Copy out the lines below word for word, leaving out the pictures.
## BEGIN Material provided
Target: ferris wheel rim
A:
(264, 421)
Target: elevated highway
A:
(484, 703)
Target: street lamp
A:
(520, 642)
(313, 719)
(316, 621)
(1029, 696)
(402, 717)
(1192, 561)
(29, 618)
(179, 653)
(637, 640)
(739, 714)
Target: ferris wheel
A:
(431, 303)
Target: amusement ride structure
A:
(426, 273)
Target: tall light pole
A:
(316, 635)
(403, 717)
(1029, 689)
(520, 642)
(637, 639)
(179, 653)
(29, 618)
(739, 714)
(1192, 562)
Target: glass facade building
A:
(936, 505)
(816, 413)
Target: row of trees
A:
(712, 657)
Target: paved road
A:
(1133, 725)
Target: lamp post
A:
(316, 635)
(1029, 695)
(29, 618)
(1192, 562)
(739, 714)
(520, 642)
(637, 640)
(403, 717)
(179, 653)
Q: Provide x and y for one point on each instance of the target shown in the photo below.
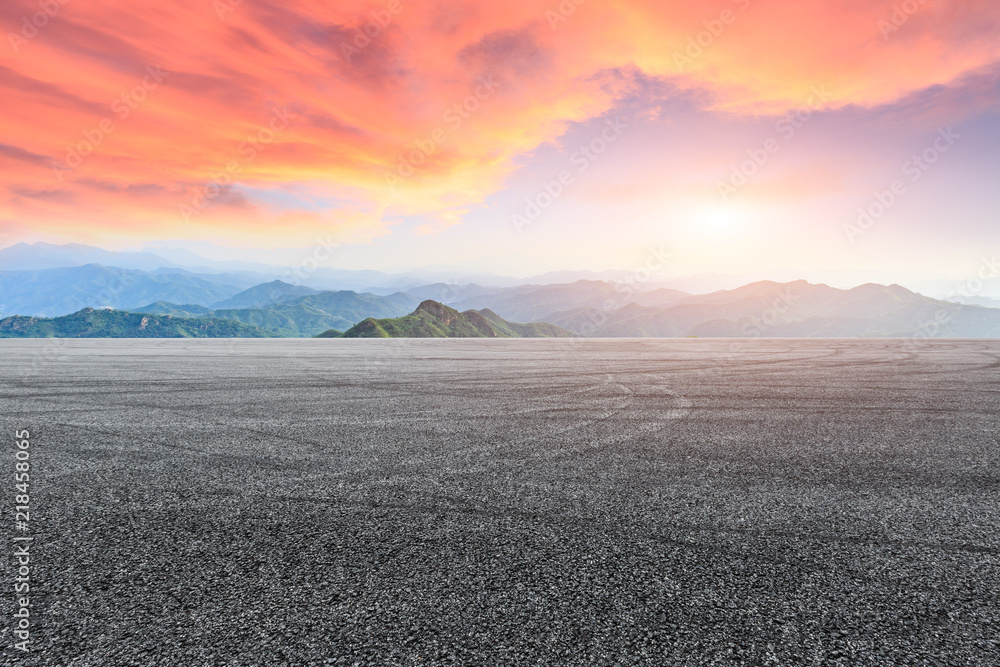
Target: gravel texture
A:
(521, 502)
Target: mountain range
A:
(435, 320)
(104, 323)
(594, 308)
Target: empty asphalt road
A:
(508, 502)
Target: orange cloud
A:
(189, 118)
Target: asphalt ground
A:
(515, 502)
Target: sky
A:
(849, 138)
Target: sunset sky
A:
(515, 137)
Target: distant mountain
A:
(435, 320)
(265, 294)
(54, 292)
(539, 302)
(164, 308)
(301, 316)
(796, 309)
(90, 323)
(39, 256)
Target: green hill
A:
(90, 323)
(434, 320)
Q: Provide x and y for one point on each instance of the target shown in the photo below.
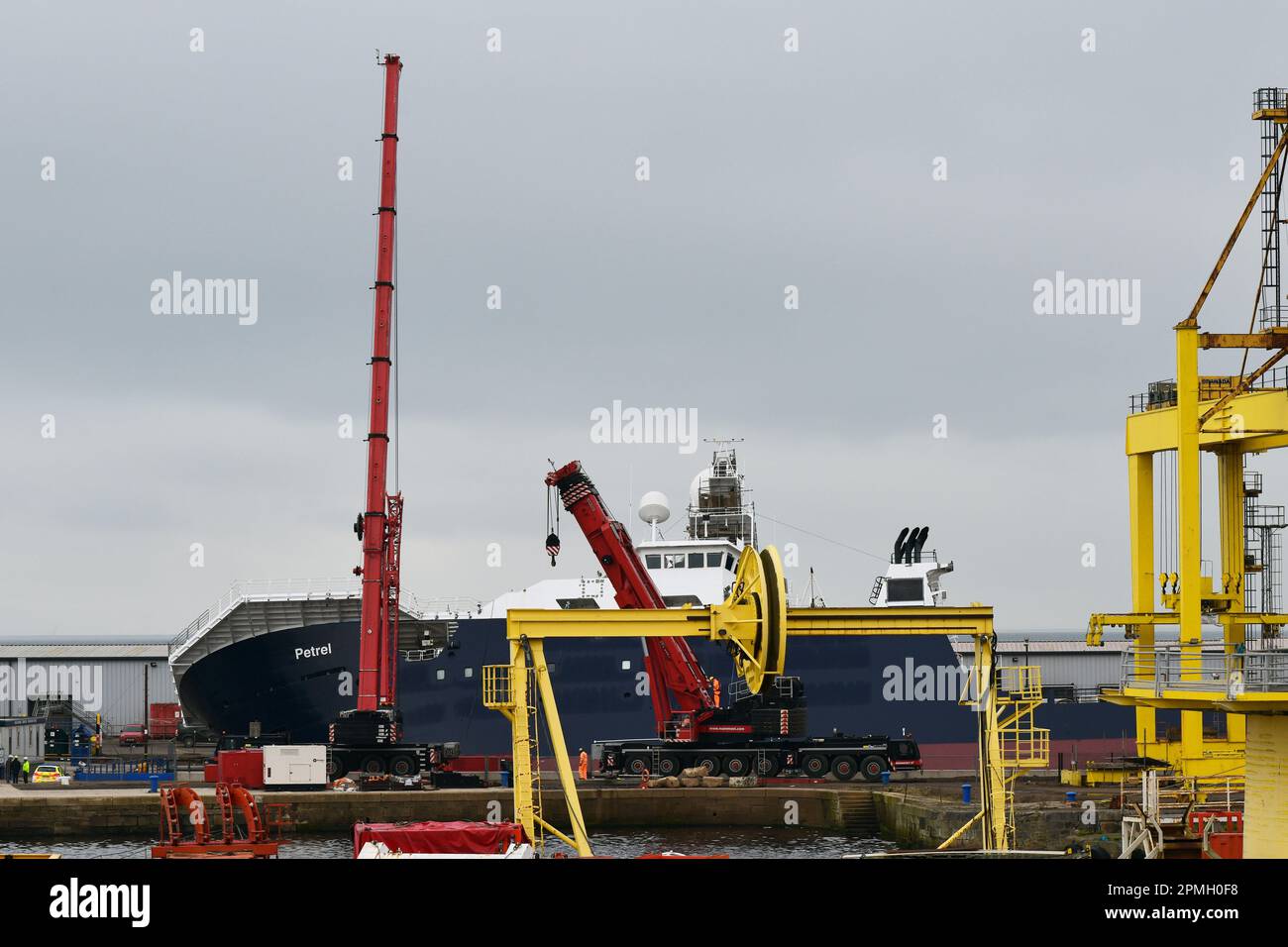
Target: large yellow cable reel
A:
(754, 617)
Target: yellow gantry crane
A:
(755, 624)
(1229, 416)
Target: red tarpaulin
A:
(439, 838)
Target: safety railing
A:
(1270, 98)
(1172, 667)
(786, 686)
(1163, 393)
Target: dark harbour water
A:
(735, 843)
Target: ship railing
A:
(305, 590)
(1172, 667)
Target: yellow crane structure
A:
(755, 624)
(1228, 416)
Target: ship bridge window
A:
(677, 600)
(578, 603)
(905, 590)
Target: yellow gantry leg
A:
(580, 841)
(1231, 487)
(992, 774)
(1140, 491)
(1189, 525)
## END Material provided
__The solution__.
Target: ferris wheel rim
A:
(264, 421)
Target: elevated highway
A:
(484, 703)
Target: street lamp
A:
(520, 642)
(313, 719)
(316, 621)
(1029, 696)
(402, 717)
(1192, 561)
(29, 618)
(179, 653)
(637, 640)
(739, 714)
Target: ferris wheel
A:
(431, 303)
Target: amusement ride structure
A:
(426, 273)
Target: tall light pole
A:
(316, 635)
(403, 717)
(1029, 689)
(520, 642)
(637, 639)
(179, 653)
(29, 618)
(739, 714)
(1192, 562)
Target: glass facade building
A:
(936, 505)
(816, 413)
Target: row of trees
A:
(712, 657)
Target: paved road
A:
(1133, 725)
Target: lamp post
A:
(316, 635)
(1029, 695)
(29, 618)
(1192, 562)
(739, 714)
(520, 642)
(637, 640)
(403, 717)
(179, 653)
Q: Provide x and y for one point on each instance of the target shown in the photo below.
Target: gravel texture
A:
(521, 502)
Target: mountain range
A:
(435, 320)
(104, 323)
(594, 308)
Target: empty asphalt road
A:
(508, 502)
Target: orange cloud
A:
(189, 118)
Target: asphalt ground
A:
(515, 502)
Target: sky
A:
(849, 138)
Target: sunset sky
A:
(515, 137)
Target: distant mountain
A:
(435, 320)
(265, 294)
(54, 292)
(539, 302)
(164, 308)
(301, 316)
(796, 309)
(90, 323)
(39, 256)
Target: green hill
A:
(90, 323)
(434, 320)
Q: Provide x and y for one point on each instance of the target shown in the photo below.
Target: large yellow cable reel
A:
(754, 617)
Target: yellow gantry crane
A:
(755, 624)
(1229, 416)
Target: red tarpaulin
A:
(439, 838)
Target: safety railing
A:
(1270, 98)
(1172, 667)
(786, 686)
(1163, 393)
Target: dark harbour water
A:
(735, 843)
Target: ship railing
A:
(305, 590)
(1172, 667)
Target: yellow crane structure
A:
(755, 624)
(1228, 416)
Target: ship bridge window
A:
(677, 600)
(578, 603)
(905, 590)
Target: yellow gantry leg
A:
(580, 841)
(1231, 487)
(992, 774)
(1140, 491)
(1189, 525)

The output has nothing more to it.